Exercise
Everything from the line holding "If you could spot the woman's hand" through the last line below must be repeated exactly, and nothing else.

Exercise data
......
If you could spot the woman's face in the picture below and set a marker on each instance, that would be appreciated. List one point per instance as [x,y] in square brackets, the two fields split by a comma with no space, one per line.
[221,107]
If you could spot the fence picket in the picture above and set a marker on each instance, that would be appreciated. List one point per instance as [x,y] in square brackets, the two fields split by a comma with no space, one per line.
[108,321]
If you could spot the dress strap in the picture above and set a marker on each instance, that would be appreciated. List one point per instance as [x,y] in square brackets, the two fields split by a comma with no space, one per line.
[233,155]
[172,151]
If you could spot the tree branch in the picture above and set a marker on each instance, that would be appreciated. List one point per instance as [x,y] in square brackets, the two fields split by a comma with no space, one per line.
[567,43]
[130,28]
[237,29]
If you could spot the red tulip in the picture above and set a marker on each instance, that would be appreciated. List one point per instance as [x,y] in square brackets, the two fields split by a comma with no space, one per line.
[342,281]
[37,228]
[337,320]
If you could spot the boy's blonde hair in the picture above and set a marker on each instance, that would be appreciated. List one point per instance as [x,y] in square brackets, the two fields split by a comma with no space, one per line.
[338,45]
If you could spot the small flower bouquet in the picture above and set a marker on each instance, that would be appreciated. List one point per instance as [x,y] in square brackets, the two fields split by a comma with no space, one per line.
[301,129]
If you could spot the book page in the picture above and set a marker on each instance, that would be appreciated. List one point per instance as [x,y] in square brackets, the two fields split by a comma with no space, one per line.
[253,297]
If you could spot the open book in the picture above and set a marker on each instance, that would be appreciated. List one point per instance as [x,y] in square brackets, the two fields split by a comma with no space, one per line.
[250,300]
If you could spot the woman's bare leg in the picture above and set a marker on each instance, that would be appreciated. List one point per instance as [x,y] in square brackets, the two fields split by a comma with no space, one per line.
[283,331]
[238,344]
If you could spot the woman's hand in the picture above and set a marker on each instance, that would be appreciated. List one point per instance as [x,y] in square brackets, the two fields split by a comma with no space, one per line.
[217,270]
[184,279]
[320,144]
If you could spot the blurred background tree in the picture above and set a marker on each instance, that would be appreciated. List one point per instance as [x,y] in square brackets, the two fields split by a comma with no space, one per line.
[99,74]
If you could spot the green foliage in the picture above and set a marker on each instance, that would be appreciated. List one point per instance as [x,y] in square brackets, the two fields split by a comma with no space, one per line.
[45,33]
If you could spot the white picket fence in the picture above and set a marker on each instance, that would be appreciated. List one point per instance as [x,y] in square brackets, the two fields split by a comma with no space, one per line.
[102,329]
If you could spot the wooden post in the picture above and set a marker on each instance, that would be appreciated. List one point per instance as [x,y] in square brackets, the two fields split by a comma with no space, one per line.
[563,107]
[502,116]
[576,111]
......
Answer to this task
If you could spot the woman's hand in the picture above and set a marker on each instance, that would be appreciated. List one point per instance as [x,y] in square brackets, the two fields split by a comma with no space, one per line.
[217,270]
[184,279]
[320,144]
If you could spot the blurred background tree in the picture above and set a marker on each instance, that would be appreciated. List one point per instance as [x,y] in square brackets, the two fields split by a comma with no space, one per line.
[99,74]
If you could spot the green foliage in the picture above and set a marker on each instance, that would be appreciated. List one point per instance as [x,y] in square brackets, the two fields split by a comma with no space, one per line.
[45,33]
If you could spot the white picket fence in the picture above and set a marker on each instance, that would be appreciated. List one point per instance as [x,y] in square brackets, the two fields split by a comma with no space, one per line.
[102,329]
If you could spot the wooden post in the picture above and set a marker on each instance, that would be appreciated. List one point per instance as [x,y] in square brackets, the two fields split by a comma with no space, one per line.
[563,107]
[502,116]
[576,111]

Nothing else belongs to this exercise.